(Segmentation labeling entries)
——————

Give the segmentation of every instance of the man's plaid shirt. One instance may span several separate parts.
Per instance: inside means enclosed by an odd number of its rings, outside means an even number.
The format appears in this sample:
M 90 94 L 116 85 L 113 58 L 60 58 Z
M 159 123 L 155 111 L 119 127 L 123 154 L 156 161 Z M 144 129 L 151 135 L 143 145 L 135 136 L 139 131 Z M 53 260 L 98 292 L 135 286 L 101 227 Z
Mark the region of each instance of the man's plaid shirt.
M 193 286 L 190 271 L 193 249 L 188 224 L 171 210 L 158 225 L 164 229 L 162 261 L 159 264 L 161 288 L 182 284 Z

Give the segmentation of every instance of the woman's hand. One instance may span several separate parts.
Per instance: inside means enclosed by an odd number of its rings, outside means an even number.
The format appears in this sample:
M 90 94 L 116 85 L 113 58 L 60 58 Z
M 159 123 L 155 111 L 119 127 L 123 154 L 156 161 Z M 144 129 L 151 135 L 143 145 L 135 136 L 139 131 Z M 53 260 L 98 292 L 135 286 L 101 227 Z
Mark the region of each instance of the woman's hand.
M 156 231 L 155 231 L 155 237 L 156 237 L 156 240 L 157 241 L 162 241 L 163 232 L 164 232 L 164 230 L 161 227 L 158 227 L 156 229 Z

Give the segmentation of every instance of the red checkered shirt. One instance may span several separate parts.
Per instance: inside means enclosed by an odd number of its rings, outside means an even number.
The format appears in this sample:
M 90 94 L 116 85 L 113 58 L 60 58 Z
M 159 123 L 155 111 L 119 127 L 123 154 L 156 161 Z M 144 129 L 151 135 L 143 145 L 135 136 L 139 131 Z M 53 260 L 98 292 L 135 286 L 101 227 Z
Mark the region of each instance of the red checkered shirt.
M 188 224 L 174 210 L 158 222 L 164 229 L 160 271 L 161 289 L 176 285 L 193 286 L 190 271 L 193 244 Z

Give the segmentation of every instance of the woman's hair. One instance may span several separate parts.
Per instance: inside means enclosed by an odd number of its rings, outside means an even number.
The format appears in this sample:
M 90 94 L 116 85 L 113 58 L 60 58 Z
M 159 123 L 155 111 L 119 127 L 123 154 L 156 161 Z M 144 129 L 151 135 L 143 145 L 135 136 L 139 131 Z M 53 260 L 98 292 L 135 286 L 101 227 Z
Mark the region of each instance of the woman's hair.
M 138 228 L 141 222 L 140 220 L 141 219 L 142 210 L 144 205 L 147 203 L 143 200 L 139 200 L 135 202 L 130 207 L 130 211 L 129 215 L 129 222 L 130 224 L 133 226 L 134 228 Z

——————

> _WRITTEN PROBLEM_: Rescale the items starting with the line that contains "Give the segmentation of every instance of the woman's hand." and going on through the line that contains "M 188 224 L", and reproduce every one of those lines. Multiply each outline coordinate in the answers by 2.55 and round to whole numbers with halves going up, leaving the requests and their format samples unchanged.

> _RESULT OF THIS EXERCISE_:
Give the segmentation of every instance of the woman's hand. One instance may span several separate parts.
Per instance: inside means enclosed by an odd number of its rings, outside means an even number.
The format appears in this sample:
M 90 94 L 116 85 L 113 58 L 60 58 Z
M 159 123 L 155 111 L 119 127 L 123 154 L 156 161 Z M 144 129 L 151 135 L 143 145 L 135 136 L 139 131 Z M 53 260 L 98 292 L 135 286 L 101 227 Z
Mark the region of each instance of the woman's hand.
M 398 589 L 395 589 L 395 604 L 398 604 L 398 612 L 400 615 L 413 615 L 416 592 L 418 592 L 418 587 L 411 579 L 403 579 L 398 584 Z

Give the segmentation of every instance of the red checkered shirt. One instance may span several separate parts.
Per instance: inside means enclosed by an odd number of its rings, outside means an even number.
The format appears in this sample:
M 90 94 L 116 85 L 113 58 L 60 58 Z
M 159 123 L 155 111 L 119 127 L 123 154 L 156 161 Z M 144 129 L 151 135 L 143 145 L 135 136 L 139 131 Z M 53 260 L 98 292 L 135 286 L 101 227 Z
Mark the region of each instance of the red checkered shirt.
M 479 571 L 444 536 L 403 566 L 418 584 L 408 691 L 411 737 L 449 727 L 492 729 L 485 691 L 492 622 Z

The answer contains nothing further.